Written instruction: Return each line of the data below that contains the word "rotor", copying the lines unchanged.

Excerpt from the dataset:
- - - - -

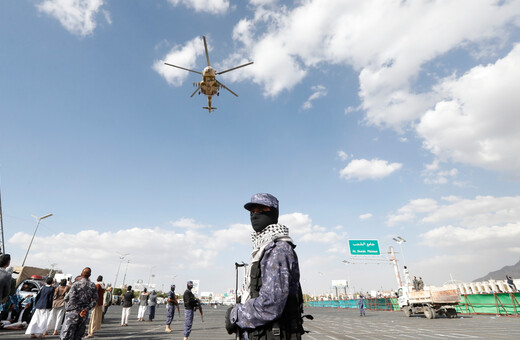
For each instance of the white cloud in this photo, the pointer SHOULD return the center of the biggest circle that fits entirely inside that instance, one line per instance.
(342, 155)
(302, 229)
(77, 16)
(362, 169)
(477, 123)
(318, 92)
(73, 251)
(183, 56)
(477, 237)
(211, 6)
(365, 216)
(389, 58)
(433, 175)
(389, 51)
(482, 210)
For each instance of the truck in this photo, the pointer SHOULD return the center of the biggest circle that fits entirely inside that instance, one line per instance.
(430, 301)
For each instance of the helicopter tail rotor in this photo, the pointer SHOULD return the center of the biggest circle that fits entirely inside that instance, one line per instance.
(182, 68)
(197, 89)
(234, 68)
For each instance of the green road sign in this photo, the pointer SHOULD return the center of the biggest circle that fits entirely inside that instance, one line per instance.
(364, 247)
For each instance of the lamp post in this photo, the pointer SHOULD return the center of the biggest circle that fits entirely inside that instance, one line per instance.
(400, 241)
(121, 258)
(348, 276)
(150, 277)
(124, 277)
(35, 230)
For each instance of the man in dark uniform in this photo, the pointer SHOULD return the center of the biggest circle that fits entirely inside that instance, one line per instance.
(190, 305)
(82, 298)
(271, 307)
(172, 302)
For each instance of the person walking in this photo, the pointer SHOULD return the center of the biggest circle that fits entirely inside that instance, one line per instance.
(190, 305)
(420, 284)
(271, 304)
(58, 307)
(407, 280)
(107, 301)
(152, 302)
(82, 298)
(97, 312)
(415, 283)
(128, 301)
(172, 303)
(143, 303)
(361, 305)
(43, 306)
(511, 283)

- - - - -

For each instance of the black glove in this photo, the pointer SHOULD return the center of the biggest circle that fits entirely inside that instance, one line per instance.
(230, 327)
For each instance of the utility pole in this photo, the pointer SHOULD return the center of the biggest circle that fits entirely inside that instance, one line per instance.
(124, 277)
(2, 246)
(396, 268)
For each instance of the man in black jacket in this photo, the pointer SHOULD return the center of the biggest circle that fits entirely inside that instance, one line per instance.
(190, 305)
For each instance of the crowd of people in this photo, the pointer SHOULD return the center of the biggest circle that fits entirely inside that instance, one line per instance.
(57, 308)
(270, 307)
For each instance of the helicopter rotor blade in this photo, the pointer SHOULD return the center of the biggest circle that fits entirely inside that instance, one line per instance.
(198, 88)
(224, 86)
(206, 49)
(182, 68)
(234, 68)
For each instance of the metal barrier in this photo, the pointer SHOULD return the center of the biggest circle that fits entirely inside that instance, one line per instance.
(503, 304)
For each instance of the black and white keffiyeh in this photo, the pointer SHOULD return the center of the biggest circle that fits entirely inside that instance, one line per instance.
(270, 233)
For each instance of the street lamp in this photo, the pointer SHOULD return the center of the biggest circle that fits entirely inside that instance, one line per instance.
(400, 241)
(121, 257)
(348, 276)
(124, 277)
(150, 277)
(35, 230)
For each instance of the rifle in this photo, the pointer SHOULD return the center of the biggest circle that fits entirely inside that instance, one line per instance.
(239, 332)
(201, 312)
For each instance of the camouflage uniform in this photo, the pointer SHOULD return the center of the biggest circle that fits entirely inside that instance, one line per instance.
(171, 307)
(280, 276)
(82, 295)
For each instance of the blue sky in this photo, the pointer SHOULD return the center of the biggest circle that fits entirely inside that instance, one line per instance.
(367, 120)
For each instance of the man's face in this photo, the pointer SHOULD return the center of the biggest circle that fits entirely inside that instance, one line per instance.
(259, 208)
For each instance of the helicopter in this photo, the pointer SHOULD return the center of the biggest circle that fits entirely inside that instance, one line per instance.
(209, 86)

- - - - -

Response for this exercise:
For each instance of the helicopter tail rotor in this photo, the pointer SHOULD return the center of the biggest circle that fits entirely inside that instance, one line per instance.
For each instance of the helicopter rotor blade in this photo, the pointer SHOULD return the center of the biggest circle that fits entirely inside that instance, one line per instance.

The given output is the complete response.